Ökonomie kommt in der Schule nur am Rande vor. Ein ehrgeiziges Kooperationsprojekt soll das ändern

Cashflow-Marge, Eigenkapitalrendite, Umsatzentwicklung – ganz selbstverständlich sprudeln die Worte aus Franziska, Marlene und Steffen heraus. Wie sie da vor ihrem Laptop stehen und das Telekommunikationsunternehmen O2 in einer Powerpoint-Präsentation vorstellen, vergisst man glatt, dass sie noch zur Schule gehen. Wochenlang haben sie sich wie 30 andere Elft- und Zwölftklässler der Tempelhofer Luise- Henriette-Oberschule auf diesen Vortrag vorbereitet, haben neben dem Unterricht Geschäftsberichte gelesen und Kennzahlen entschlüsselt. Was am Ende herausgekommen ist, kann sich sehen lassen – auch vor einer Experten-Jury.

„Wirtschaft hat mich bisher nicht besonders interessiert“, – wie der 16-jährigen Marlene geht es vielen ihrer Alterskollegen. Ein Grund dafür: „Wirtschaftliche Themen kommen im regulären Unterricht fast nicht vor“, bedauert Marlenes Lehrer Dieter Radde. Wirtschaftliche Kompetenz werde aber immer wichtiger, genauso wie der sichere Umgang mit neuen Medien. Um hier Abhilfe zu schaffen, entstehen immer mehr Kooperationen zwischen Unternehmen und Schulen.

#### Aufgabe A
Welches Unternehmen stellen Franziska, Marlene und Steffen laut dem Text über das Schulprojekt in ihrer Präsentation vor?
#### Aufgabe B
Schreiben Sie aus dem Text über das Schulprojekt den Abschnitt ab, der bei den Worten „Ökonomie kommt in“ beginnt, und hören Sie nach „vor einer Experten-Jury.“ auf.

#### Datenliste
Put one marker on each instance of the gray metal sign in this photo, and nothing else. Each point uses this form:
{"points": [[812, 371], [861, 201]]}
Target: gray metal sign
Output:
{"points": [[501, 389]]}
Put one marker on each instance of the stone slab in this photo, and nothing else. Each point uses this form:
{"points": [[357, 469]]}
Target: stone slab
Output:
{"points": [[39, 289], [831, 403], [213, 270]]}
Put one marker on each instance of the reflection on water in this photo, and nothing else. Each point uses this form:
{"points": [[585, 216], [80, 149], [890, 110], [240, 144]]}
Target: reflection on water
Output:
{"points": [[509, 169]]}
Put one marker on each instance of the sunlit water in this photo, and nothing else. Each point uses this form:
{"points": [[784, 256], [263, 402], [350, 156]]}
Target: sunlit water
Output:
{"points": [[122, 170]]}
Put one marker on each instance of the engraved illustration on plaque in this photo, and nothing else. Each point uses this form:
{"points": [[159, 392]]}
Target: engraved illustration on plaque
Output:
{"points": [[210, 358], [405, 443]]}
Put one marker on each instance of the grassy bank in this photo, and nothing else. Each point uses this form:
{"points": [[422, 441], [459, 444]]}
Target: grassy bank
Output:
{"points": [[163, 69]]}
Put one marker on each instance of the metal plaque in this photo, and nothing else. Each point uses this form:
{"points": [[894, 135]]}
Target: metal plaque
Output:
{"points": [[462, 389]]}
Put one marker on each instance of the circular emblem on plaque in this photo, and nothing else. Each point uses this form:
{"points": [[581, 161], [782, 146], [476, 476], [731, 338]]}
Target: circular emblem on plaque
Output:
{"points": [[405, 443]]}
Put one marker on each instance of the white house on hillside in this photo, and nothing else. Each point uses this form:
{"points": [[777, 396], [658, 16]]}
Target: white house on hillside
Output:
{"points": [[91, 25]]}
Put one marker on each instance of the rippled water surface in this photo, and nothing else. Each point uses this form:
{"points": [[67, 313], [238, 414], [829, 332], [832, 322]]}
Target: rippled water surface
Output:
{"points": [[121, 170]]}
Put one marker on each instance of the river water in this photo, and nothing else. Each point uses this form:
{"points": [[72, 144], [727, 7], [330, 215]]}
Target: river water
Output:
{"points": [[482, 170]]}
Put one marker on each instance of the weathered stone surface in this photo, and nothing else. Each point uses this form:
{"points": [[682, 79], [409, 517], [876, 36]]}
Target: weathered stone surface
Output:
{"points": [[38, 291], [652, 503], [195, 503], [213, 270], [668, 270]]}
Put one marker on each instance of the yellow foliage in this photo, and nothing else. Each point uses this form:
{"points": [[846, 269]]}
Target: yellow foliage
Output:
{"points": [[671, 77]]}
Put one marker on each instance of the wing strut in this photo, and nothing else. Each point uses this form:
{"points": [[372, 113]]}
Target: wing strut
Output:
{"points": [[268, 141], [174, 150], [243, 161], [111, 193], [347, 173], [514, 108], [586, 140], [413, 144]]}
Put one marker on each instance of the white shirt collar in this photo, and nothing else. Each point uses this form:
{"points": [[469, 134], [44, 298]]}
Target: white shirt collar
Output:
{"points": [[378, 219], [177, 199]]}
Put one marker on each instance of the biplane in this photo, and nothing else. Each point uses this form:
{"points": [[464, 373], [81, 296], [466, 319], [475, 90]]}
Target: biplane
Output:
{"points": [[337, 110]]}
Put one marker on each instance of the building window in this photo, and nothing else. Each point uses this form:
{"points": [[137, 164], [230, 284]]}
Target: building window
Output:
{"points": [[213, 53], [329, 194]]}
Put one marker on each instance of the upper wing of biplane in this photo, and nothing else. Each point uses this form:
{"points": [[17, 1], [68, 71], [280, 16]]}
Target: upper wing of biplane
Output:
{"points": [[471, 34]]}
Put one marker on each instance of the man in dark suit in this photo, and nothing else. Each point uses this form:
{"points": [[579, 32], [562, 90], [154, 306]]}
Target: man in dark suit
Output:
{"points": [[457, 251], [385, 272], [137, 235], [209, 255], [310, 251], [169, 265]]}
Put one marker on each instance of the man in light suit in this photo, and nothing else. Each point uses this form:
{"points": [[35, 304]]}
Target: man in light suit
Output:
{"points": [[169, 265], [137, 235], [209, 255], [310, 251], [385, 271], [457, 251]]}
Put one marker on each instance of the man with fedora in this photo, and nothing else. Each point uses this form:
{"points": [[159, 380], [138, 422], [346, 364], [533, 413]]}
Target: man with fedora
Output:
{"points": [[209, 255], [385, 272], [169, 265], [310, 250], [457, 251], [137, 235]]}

#### Ausgearbeitete Lösung A
Das Telekommunikationsunternehmen O2.

#### Ausgearbeitete Lösung B
Ökonomie kommt in der Schule nur am Rande vor. Ein ehrgeiziges Kooperationsprojekt soll das ändern

Cashflow-Marge, Eigenkapitalrendite, Umsatzentwicklung – ganz selbstverständlich sprudeln die Worte aus Franziska, Marlene und Steffen heraus. Wie sie da vor ihrem Laptop stehen und das Telekommunikationsunternehmen O2 in einer Powerpoint-Präsentation vorstellen, vergisst man glatt, dass sie noch zur Schule gehen. Wochenlang haben sie sich wie 30 andere Elft- und Zwölftklässler der Tempelhofer Luise- Henriette-Oberschule auf diesen Vortrag vorbereitet, haben neben dem Unterricht Geschäftsberichte gelesen und Kennzahlen entschlüsselt. Was am Ende herausgekommen ist, kann sich sehen lassen – auch vor einer Experten-Jury.